> _TASKS FOR THIS EXERCISE_:
[A] In the article on the new port, give everything from "The new port" down to "billion, long term." again, changing "task force" to "working group".
[B] Answer these questions on the new port article:
(i) How much money did Mr McGowan announce to move planning on the new port to the next step?
(ii) In what year is completion of the new port expected?
(iii) How much of the Fremantle breakdown was for Roe 8 and 9?

> _EXCERPT TO READ_:
========

Alannah MacTiernan, Mark McGowan, Rita Saffioti and Nicole Lockwood with the taskforce report today. Photo: Ivan Leung

New port $3bn cheaper, McGowan says

Monday, 10 August, 2020 - 15:56

The planned Westport development in Kwinana will be government owned, Premier Mark McGowan said, with claims it would cost $3 billion less than extending operation of Fremantle harbour.

Mr McGowan announced $97 million today to move planning on a new port in Cockburn Sound to the next step, with completion expected in 2032.

There are two options under consideration for the development, with a business case still yet to be finalised.

The new port would cost either $4 billion or $4.7 billion, depending on the pace of transitioning freight from the existing inner harbour in Fremantle.

The figure would include transport upgrades but not land acquisitions, according to the Westport task force.

By comparison, Mr McGowan said continued operation of the Fremantle Ports inner harbour would need investment of $8 billion, long term.

That included redeveloping the existing berths in the 2040s, and capacity investments into the freight network.

The breakdown was $2.3 billion for upgrading the road network servicing Fremantle, $2 billion for Roe 8 and 9, $500 million for a last mile into the port, $1.4 billion to duplicate and sink the rail line and $2 billion for port works including dredging.

========

[Records in a dataset]

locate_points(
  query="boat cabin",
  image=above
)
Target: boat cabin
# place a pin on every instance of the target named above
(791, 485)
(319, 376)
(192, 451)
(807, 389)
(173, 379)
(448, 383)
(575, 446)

========

> _RESPONSES PER TASK_:
[A]
The new port would cost either $4 billion or $4.7 billion, depending on the pace of transitioning freight from the existing inner harbour in Fremantle.

The figure would include transport upgrades but not land acquisitions, according to the Westport working group.

By comparison, Mr McGowan said continued operation of the Fremantle Ports inner harbour would need investment of $8 billion, long term.

[B]
(i) $97 million
(ii) 2032
(iii) $2 billion